#### Problem to work on
Give back exactly the line that contains "target: **forehead**" and all the lines after it in the records below, to the very last, with no other output.

#### Exercise inputs
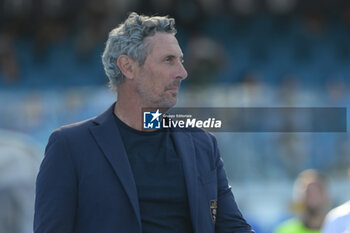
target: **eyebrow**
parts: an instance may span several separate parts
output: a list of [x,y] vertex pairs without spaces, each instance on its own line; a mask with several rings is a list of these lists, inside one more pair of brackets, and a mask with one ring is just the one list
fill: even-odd
[[[165,55],[165,56],[163,57],[163,59],[166,59],[166,58],[177,58],[177,56],[172,55],[172,54],[168,54],[168,55]],[[184,59],[183,54],[182,54],[181,56],[179,56],[178,58],[179,58],[180,60],[183,60],[183,59]]]

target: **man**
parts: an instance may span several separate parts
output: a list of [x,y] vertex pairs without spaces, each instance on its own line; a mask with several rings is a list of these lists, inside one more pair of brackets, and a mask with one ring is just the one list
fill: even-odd
[[[350,168],[348,169],[350,180]],[[323,233],[350,233],[350,201],[332,209],[326,216]]]
[[187,77],[174,23],[131,13],[110,32],[102,59],[118,100],[51,135],[35,233],[254,232],[211,134],[142,131],[142,108],[174,106]]
[[294,185],[293,209],[298,218],[282,223],[275,233],[320,233],[328,206],[325,178],[316,170],[301,172]]

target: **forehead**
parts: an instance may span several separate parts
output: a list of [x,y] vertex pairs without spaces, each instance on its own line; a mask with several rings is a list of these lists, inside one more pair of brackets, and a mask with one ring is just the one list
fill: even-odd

#### Solution for this problem
target: **forehead**
parts: an instance may span several separate parts
output: a list of [x,y] vertex pairs without spaces, each instance on its own line; a mask with several rings is a list of these lists, inside one more pair of brackets, and a mask with one ring is just the one list
fill: even-odd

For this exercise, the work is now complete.